Passage:
I am pondering over the practical limitations to MAD and SAD phasing
with Se-Met at low resolution. What is the lowest resolution at which
people have solved structures "only" using phases from selenium in a
"realistic" case? Let me further qualify my question: My *realistic*
*low* resolution case is where
1. Rmerge over all resolution bins is 6-10% (i.e. your crystals are
lousy).
2. Resolution limit is worse than 3.5 Angstroms, where <I>/<sigma> in
the last resolution bin is between 1 and 3 (i.e. your crystals are
really lousy).
3. Assuming good selenium occupancy (~85%; I work with eukaryotic
expression systems, so 100% is not usually achieavable),
4. The number of selenium atoms are enough many that the
Crick-Magdoff equation would give you *at least* an average 5% change
in intensities (assuming 6 electrons contributed per selenium, based
on both absorptive and dispersive differences being at about 6 e- at
the absorption edge).
5. and specifically, no other phases and molecular replacement
solutions are available.

Dataset entries:
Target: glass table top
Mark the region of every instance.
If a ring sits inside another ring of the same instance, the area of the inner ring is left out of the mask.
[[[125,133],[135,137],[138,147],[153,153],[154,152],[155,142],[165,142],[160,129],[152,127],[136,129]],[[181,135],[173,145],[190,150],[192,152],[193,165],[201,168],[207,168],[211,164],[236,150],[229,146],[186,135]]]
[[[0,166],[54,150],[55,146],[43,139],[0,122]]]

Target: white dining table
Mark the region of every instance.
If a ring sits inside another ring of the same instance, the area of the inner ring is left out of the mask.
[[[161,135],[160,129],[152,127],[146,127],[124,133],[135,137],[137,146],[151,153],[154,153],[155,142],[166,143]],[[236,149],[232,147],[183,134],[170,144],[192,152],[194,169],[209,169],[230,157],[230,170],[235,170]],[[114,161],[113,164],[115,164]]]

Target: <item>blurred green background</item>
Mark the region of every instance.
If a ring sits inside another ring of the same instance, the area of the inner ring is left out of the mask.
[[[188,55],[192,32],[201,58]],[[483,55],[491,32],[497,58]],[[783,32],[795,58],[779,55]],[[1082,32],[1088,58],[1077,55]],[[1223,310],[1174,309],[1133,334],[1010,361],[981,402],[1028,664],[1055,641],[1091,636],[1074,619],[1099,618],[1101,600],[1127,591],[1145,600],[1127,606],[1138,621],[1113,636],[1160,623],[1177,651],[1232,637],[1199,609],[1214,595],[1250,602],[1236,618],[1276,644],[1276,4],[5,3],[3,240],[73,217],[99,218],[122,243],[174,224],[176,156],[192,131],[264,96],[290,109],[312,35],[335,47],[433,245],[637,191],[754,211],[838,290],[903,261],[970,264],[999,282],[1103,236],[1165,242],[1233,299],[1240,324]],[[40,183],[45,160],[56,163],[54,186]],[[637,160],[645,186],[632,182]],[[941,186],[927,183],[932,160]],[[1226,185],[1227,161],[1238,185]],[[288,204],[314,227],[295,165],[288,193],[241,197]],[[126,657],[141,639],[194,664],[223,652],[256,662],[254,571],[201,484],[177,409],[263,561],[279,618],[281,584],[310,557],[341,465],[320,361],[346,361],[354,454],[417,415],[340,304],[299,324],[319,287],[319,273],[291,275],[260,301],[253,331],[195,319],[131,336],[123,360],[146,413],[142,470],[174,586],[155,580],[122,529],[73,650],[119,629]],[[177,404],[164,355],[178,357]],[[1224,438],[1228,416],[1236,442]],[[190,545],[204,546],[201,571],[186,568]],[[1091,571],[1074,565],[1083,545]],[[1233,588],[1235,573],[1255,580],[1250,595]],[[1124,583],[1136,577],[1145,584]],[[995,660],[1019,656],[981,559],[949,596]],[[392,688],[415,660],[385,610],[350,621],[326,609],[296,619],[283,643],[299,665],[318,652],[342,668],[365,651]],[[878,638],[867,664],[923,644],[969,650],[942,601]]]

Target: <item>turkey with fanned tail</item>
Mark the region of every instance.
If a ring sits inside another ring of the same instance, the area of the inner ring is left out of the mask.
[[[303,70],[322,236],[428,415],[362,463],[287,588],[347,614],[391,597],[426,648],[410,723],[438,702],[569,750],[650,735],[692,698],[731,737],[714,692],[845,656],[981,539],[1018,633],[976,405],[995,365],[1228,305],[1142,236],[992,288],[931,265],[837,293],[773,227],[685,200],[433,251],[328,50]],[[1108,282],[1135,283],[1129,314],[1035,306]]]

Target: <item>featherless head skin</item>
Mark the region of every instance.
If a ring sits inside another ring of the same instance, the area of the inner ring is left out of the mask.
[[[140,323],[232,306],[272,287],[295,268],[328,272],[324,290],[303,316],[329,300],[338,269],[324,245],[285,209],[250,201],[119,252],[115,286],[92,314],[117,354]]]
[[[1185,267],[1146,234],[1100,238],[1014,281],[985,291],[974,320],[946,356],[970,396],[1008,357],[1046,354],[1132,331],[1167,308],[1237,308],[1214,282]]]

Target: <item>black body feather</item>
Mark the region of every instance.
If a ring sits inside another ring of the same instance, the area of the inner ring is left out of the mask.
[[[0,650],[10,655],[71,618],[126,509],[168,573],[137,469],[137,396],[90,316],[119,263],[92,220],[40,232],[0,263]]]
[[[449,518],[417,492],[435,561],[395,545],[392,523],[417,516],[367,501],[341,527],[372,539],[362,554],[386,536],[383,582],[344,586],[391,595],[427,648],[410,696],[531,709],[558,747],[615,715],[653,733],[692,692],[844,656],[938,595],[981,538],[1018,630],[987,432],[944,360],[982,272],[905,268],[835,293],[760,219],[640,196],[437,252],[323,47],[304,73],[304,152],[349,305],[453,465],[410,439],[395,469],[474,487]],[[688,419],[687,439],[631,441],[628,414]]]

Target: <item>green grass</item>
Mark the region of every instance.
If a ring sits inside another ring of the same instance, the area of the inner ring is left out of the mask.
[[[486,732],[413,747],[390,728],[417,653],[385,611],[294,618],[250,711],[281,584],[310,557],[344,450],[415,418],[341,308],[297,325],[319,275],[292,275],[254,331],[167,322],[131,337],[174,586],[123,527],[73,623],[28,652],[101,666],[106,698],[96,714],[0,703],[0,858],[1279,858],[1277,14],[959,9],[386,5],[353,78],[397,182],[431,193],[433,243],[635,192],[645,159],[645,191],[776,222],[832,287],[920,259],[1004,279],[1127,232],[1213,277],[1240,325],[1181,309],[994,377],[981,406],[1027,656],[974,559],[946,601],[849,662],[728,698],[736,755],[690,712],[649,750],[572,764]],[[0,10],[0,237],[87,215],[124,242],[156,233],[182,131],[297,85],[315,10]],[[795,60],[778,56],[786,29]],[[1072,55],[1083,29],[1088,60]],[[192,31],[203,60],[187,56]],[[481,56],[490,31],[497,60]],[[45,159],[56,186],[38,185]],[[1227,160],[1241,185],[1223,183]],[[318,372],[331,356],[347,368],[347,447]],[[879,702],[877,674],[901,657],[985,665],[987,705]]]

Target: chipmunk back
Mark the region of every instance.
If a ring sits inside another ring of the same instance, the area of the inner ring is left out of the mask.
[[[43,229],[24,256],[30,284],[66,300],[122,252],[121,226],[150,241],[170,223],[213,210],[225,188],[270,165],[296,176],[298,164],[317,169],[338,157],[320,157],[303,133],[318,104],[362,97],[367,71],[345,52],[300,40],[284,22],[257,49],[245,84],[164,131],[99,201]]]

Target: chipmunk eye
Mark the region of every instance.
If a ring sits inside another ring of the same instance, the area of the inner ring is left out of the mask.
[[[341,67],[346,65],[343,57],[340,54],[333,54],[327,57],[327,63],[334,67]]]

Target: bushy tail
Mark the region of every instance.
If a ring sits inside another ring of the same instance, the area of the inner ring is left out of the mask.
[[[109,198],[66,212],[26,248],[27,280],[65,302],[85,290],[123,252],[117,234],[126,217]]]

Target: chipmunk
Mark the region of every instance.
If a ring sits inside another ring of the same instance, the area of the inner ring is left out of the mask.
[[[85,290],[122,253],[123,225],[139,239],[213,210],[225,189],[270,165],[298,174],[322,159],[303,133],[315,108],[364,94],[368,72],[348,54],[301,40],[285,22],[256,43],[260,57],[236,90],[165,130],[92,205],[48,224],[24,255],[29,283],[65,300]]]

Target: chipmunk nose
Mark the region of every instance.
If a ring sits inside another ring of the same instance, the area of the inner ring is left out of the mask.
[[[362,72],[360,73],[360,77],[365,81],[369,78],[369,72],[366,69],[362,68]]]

Given task 1: Work out how many lines of the rows contain the string "table", treating case as significant, and give only that number.
Given task 2: Continue the forum post about low-resolution selenium phasing from the point where it stops.

Task result 1: 2

Task result 2:
Obviously, I have a case very similar to what's described above, and
three years of failure with heavy atom derivatization (I am still
trying). I would be happy to hear about Se-Met cases, and data
collection strategies (2wl vs. 3wl MAD vs. SAD, etc.) and phasing
methods used in these cases, or references of them. Again, no other
partial phases, and no data cut off at 3.6 A with an I/s of 15 in the
last resolution bin. Are there any examples out there? Searching the
RCSB and PubMed did not point out to me many successful cases.
Thanks,
Engin
P.S. I would also appreciate the specific query type for searching the
PDB on the web for phasing method (MR, MAD, SAD, MIR, etc.). They
seem to have everything under the sun searchable, but I cannot find
this one.